REQUIREMENT:
Return every line of the material below that contains the string "hair".
++++++++++++++++++++
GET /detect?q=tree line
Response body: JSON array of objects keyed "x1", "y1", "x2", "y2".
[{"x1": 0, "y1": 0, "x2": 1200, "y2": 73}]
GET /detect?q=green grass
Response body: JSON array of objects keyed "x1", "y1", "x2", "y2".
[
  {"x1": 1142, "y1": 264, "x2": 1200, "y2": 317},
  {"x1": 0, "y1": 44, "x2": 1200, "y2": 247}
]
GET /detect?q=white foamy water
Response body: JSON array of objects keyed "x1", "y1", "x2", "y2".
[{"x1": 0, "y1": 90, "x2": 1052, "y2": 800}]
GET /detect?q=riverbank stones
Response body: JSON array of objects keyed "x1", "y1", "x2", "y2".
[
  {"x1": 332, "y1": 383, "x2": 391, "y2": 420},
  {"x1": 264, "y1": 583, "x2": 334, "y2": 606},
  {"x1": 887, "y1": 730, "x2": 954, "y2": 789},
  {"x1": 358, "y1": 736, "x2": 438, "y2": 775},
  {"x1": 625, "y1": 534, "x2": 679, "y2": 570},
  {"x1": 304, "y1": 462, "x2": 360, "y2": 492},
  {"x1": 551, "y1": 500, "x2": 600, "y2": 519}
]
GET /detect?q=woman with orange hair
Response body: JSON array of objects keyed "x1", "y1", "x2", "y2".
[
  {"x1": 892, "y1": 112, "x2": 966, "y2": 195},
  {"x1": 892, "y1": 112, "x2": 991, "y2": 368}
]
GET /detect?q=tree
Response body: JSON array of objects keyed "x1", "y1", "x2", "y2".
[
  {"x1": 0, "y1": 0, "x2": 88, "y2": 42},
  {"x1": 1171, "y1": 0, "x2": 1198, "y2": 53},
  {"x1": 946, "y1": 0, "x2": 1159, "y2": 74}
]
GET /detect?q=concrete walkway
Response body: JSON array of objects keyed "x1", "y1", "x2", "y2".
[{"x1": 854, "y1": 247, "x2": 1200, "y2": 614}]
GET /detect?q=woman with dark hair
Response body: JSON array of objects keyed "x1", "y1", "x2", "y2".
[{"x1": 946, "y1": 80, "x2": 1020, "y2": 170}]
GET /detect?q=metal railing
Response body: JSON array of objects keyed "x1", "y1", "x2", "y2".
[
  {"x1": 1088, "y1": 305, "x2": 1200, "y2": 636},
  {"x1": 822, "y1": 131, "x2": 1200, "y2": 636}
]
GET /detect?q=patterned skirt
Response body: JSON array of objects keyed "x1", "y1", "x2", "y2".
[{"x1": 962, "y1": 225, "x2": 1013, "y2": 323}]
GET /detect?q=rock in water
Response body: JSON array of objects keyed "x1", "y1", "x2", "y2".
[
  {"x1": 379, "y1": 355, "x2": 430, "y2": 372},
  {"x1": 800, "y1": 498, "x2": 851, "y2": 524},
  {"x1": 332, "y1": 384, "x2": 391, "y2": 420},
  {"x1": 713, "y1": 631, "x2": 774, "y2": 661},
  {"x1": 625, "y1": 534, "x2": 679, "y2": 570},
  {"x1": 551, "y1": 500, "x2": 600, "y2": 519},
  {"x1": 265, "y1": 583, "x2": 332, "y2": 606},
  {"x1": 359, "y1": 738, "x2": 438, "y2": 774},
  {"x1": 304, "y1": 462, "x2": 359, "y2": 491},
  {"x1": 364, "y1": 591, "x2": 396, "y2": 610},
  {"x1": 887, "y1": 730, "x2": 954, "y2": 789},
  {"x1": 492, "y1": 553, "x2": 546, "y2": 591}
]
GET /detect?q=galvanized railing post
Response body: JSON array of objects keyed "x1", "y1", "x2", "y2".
++++++++++++++++++++
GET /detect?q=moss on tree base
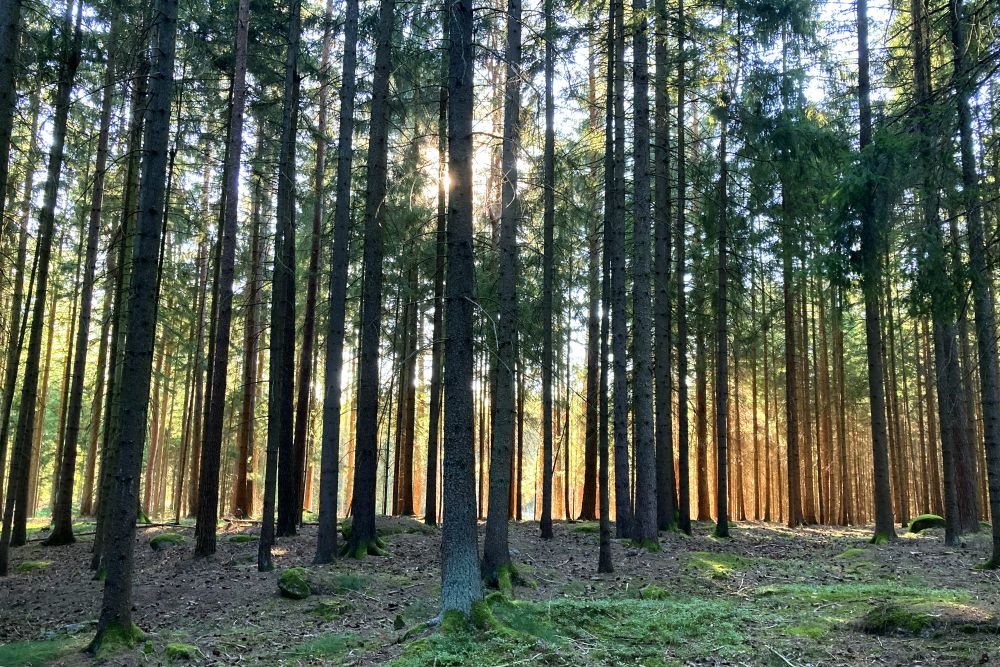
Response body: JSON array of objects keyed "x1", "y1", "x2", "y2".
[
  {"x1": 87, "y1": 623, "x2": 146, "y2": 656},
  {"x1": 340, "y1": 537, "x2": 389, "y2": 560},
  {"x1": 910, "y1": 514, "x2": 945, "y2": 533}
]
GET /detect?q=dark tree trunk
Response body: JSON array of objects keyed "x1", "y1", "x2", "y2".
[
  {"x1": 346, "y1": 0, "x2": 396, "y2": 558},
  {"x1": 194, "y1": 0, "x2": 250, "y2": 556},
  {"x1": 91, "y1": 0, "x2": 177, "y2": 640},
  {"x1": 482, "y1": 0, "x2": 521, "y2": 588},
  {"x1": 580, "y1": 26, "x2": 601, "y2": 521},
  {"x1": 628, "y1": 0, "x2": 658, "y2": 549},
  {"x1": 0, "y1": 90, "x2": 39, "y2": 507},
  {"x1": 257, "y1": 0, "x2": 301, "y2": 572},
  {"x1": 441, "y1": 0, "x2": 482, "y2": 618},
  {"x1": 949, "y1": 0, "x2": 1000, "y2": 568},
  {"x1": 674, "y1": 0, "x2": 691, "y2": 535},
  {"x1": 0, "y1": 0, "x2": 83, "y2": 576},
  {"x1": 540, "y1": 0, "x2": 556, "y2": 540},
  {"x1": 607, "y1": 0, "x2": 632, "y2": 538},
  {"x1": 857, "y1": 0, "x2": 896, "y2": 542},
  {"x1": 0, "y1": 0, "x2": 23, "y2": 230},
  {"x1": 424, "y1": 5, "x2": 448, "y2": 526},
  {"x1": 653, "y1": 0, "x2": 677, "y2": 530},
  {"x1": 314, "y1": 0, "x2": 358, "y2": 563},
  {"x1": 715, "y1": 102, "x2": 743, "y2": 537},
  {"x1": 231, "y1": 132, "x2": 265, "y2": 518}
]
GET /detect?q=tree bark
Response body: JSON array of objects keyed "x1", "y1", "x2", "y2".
++++++++++++++++++++
RESULT FOR THIS TASK:
GET /detect?q=woman with orange hair
GET /detect?q=woman with dark hair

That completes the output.